- Goal of the exercise: Print every line of the listing exactly, please.

[Object outline annotations]
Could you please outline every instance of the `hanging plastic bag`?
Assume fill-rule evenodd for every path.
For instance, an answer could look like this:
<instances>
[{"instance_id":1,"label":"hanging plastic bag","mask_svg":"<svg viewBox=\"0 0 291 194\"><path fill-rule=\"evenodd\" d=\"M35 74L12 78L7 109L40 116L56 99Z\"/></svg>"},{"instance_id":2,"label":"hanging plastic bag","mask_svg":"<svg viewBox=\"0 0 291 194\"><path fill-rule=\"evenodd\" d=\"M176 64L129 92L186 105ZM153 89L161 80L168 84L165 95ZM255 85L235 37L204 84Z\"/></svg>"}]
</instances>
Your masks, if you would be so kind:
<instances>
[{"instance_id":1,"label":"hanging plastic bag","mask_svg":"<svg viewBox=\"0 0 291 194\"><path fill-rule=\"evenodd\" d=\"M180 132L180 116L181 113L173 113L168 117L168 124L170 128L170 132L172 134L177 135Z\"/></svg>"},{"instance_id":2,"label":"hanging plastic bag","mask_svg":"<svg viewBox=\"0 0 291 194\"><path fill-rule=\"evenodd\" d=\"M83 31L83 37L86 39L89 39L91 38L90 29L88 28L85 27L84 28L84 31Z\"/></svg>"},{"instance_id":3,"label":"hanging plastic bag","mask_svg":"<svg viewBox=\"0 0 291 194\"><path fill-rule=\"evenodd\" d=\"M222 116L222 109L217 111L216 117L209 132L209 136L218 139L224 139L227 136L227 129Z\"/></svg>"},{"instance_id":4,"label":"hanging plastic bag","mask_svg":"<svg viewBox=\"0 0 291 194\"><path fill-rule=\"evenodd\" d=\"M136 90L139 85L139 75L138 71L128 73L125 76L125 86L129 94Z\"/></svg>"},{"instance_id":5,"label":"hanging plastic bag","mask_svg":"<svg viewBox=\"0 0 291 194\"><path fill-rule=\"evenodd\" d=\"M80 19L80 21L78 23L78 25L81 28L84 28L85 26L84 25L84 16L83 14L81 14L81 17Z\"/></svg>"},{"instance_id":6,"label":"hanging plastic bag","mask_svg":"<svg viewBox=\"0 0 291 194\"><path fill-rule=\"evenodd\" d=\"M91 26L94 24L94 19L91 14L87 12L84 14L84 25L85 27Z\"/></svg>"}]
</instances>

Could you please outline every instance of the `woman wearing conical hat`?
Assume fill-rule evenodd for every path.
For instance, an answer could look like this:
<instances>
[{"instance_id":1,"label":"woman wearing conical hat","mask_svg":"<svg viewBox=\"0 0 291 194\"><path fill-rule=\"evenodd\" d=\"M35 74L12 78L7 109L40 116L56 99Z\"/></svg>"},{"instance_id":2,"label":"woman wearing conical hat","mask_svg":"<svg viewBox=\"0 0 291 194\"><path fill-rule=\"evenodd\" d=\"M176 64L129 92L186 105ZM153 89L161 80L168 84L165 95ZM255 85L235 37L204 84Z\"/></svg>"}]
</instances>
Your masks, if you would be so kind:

- Answer in full:
Could you please outline every instance of the `hanging plastic bag`?
Assume fill-rule evenodd for every path.
For instance, an answer could look like this:
<instances>
[{"instance_id":1,"label":"hanging plastic bag","mask_svg":"<svg viewBox=\"0 0 291 194\"><path fill-rule=\"evenodd\" d=\"M35 74L12 78L7 109L40 116L56 99Z\"/></svg>"},{"instance_id":2,"label":"hanging plastic bag","mask_svg":"<svg viewBox=\"0 0 291 194\"><path fill-rule=\"evenodd\" d=\"M176 64L129 92L186 105ZM153 89L161 80L168 84L165 95ZM255 85L235 37L204 84Z\"/></svg>"}]
</instances>
Your masks, if you would be so kind:
<instances>
[{"instance_id":1,"label":"hanging plastic bag","mask_svg":"<svg viewBox=\"0 0 291 194\"><path fill-rule=\"evenodd\" d=\"M180 132L180 116L181 113L173 113L168 117L168 124L170 128L170 132L172 134L177 135Z\"/></svg>"},{"instance_id":2,"label":"hanging plastic bag","mask_svg":"<svg viewBox=\"0 0 291 194\"><path fill-rule=\"evenodd\" d=\"M83 31L83 37L86 39L89 39L91 38L90 29L88 28L85 27L84 28L84 31Z\"/></svg>"},{"instance_id":3,"label":"hanging plastic bag","mask_svg":"<svg viewBox=\"0 0 291 194\"><path fill-rule=\"evenodd\" d=\"M222 116L222 109L217 111L216 117L209 132L209 136L218 139L224 139L227 136L227 129Z\"/></svg>"},{"instance_id":4,"label":"hanging plastic bag","mask_svg":"<svg viewBox=\"0 0 291 194\"><path fill-rule=\"evenodd\" d=\"M136 90L139 85L139 75L138 71L128 73L125 76L125 86L129 94Z\"/></svg>"},{"instance_id":5,"label":"hanging plastic bag","mask_svg":"<svg viewBox=\"0 0 291 194\"><path fill-rule=\"evenodd\" d=\"M80 19L80 21L78 23L78 25L81 28L84 28L85 26L84 25L84 16L83 14L81 14L81 17Z\"/></svg>"},{"instance_id":6,"label":"hanging plastic bag","mask_svg":"<svg viewBox=\"0 0 291 194\"><path fill-rule=\"evenodd\" d=\"M91 26L94 24L94 19L91 14L87 12L84 14L84 25L85 27Z\"/></svg>"}]
</instances>

Could you please outline every instance of the `woman wearing conical hat`?
Assume fill-rule evenodd for every path.
For instance, an answer could look like this:
<instances>
[{"instance_id":1,"label":"woman wearing conical hat","mask_svg":"<svg viewBox=\"0 0 291 194\"><path fill-rule=\"evenodd\" d=\"M35 74L12 78L7 109L40 116L56 99Z\"/></svg>"},{"instance_id":2,"label":"woman wearing conical hat","mask_svg":"<svg viewBox=\"0 0 291 194\"><path fill-rule=\"evenodd\" d=\"M176 64L129 92L186 105ZM153 89L161 80L168 84L165 95ZM255 85L235 37L204 84Z\"/></svg>"}]
</instances>
Your masks, if you would be so kind:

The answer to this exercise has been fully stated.